**Apply what you read:**
**1)** Translate this sentence from the entry on Rhinoplocephalus into Spanish: "Rhinoplocephalus is a genus of venomous snake in the family Elapidae."
**2)** Summarize the entry on Rhinoplocephalus in two sentences.
**3)** Using the entry on Rhinoplocephalus, state whether each statement agrees with it: (a) The species has a conservation status of Least Concern. (b) The genus contains several species. (c) The species occurs throughout all of Australia. Answer yes or no for each, and quote the deciding words.

**Extract:**
Rhinoplocephalus
- Conservation status: Least Concern (IUCN 3.1)

Scientific classification
- Kingdom: Animalia
- Phylum: Chordata
- Class: Reptilia
- Order: Squamata
- Suborder: Serpentes
- Family: Elapidae
- Genus: Rhinoplocephalus F. Müller, 1885
- Species: R. bicolor
- Binomial name: Rhinoplocephalus bicolor F. Müller, 1885

= Rhinoplocephalus =

- Genus: Rhinoplocephalus
- Species: bicolor
- Authority: F. Müller, 1885
- Conservation status: LC
- Parent authority: F. Müller, 1885

Species of snake

Rhinoplocephalus is a genus of venomous snake in the family Elapidae. The genus is monotypic, containing the sole species Rhinoplocephalus bicolor, known commonly as the square-nosed snake, Müller's snake, or Muller's [sic] snake. The species is endemic to south-western Australia.

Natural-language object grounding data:
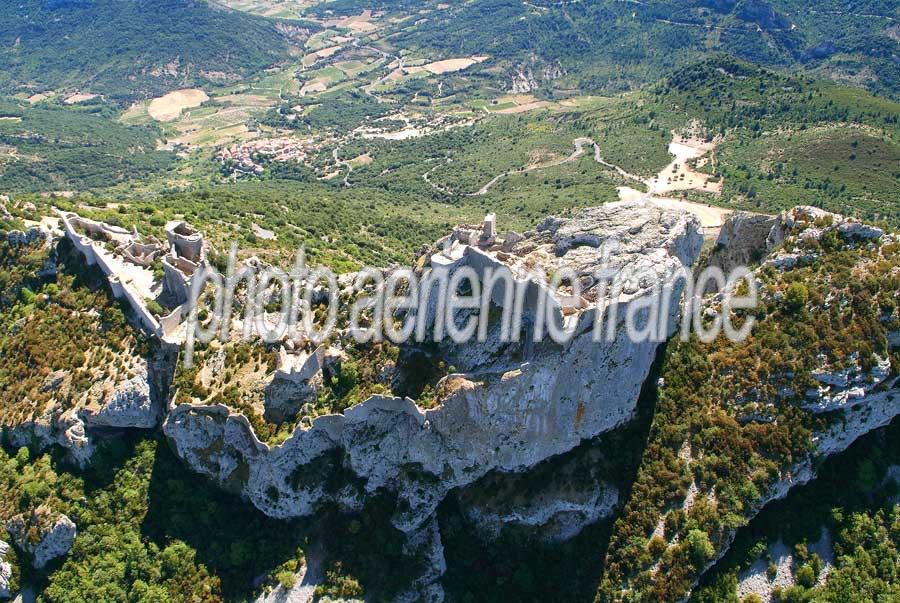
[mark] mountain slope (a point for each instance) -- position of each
(126, 48)
(610, 44)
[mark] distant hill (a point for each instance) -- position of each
(609, 45)
(131, 48)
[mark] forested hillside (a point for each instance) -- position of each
(610, 45)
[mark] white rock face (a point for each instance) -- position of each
(56, 536)
(5, 573)
(508, 416)
(127, 402)
(124, 404)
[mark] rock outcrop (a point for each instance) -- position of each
(507, 415)
(43, 534)
(132, 401)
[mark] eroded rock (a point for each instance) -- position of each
(43, 534)
(519, 410)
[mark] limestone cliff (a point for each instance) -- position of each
(506, 415)
(42, 534)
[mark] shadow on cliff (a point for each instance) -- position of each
(241, 545)
(520, 566)
(236, 542)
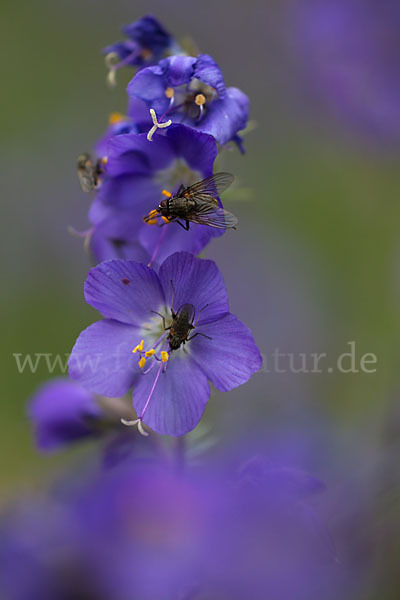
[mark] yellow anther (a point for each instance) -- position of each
(138, 347)
(146, 54)
(116, 117)
(200, 99)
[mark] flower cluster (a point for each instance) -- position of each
(167, 330)
(143, 530)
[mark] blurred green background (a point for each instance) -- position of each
(314, 265)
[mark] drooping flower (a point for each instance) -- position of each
(349, 52)
(62, 411)
(164, 335)
(148, 41)
(137, 172)
(191, 90)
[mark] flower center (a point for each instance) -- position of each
(192, 99)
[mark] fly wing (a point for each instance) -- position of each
(213, 216)
(209, 189)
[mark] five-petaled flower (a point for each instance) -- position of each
(166, 336)
(192, 90)
(137, 172)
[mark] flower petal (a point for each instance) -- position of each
(124, 290)
(230, 357)
(227, 116)
(176, 238)
(195, 281)
(102, 359)
(62, 411)
(179, 398)
(198, 149)
(208, 71)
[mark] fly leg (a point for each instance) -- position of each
(186, 226)
(163, 318)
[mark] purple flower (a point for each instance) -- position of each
(192, 90)
(148, 41)
(137, 172)
(351, 49)
(62, 412)
(166, 335)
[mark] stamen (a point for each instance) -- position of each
(156, 125)
(137, 422)
(111, 65)
(138, 347)
(115, 117)
(151, 218)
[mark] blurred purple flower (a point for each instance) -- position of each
(62, 412)
(148, 41)
(192, 90)
(137, 171)
(145, 531)
(351, 49)
(169, 395)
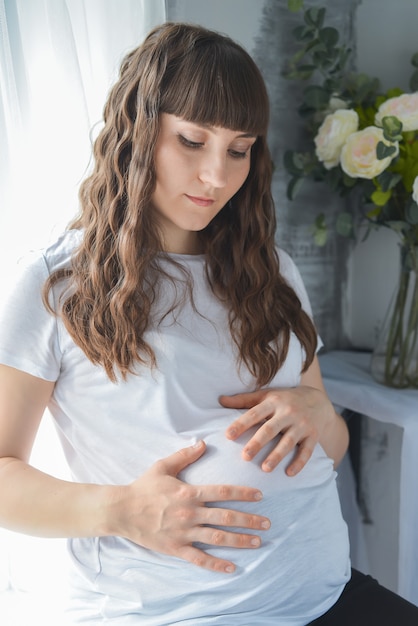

**Your responses:**
**1)** Rhinoplocephalus es un género de serpiente venenosa de la familia Elapidae.

**2)** Rhinoplocephalus is a monotypic genus of venomous snake in the family Elapidae, containing only Rhinoplocephalus bicolor, commonly called the square-nosed snake or Müller's snake. The species is endemic to south-western Australia and has a conservation status of Least Concern.

**3)**
(a) Yes: "Conservation status: Least Concern (IUCN 3.1)"
(b) No: "The genus is monotypic, containing the sole species Rhinoplocephalus bicolor"
(c) No: "The species is endemic to south-western Australia."